- How to complete this task
A verbatim copy of the lines from the one with "Report one point per instance of the window in" through the final line below is required; print it and nothing else.

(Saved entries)
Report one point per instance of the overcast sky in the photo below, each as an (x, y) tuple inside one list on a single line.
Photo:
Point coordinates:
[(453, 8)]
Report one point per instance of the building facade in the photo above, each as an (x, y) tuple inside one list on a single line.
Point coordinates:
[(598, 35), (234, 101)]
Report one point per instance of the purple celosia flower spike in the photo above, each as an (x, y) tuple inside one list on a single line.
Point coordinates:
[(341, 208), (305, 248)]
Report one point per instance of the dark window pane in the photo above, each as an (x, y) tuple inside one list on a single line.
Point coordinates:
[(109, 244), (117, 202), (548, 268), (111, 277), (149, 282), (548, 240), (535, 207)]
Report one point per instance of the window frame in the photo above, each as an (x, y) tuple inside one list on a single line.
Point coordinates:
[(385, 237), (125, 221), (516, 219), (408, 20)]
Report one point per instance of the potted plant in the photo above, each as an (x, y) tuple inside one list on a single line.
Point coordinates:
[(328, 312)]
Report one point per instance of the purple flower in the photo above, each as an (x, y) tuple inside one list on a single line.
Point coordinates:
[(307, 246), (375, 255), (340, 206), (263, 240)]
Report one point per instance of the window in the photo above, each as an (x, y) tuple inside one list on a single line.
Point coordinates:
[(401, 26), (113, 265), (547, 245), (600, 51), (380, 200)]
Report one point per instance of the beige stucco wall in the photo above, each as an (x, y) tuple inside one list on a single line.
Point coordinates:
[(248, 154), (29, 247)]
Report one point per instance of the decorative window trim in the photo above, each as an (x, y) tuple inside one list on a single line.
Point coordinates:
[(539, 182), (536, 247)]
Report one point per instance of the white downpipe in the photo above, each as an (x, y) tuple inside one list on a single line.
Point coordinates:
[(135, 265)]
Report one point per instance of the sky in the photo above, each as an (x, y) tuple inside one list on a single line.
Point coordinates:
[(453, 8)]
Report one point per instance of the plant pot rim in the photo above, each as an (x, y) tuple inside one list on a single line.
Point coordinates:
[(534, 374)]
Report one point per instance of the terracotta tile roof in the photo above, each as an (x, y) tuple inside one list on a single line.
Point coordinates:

- Response below
Report one point per instance of the window in the photo above, each as an (x, y) tuple inside one list on a single line.
Point coordinates:
[(401, 26), (113, 265), (547, 245), (600, 51), (380, 200)]
Report one point per instance of the beige stucco wall in the photo above, each as an (x, y) tuple inside one list on a single line.
Point coordinates:
[(248, 154), (29, 247)]
Report one point per instance of the decorative window trim in the photo above, each as an (x, y) tuple inside one list on a single line.
Point coordinates:
[(539, 182), (536, 247)]
Report one point per instance of the white downpipe in the photo above, each as an (x, y) tuple inside one list on a single line.
Point coordinates:
[(135, 265)]
Report one point per instance of the sky in the photo above, each as an (x, y) tuple inside one list on a single line.
Point coordinates:
[(453, 8)]
Report one point per instance of the plant pot rim in the photo above, each as an (x, y) tuple inside one list on a single line.
Point coordinates:
[(534, 374)]
Report one point per instance of the terracotta tile roof in the photo above, each as an (x, y) tuple inside one list on a single line.
Point coordinates:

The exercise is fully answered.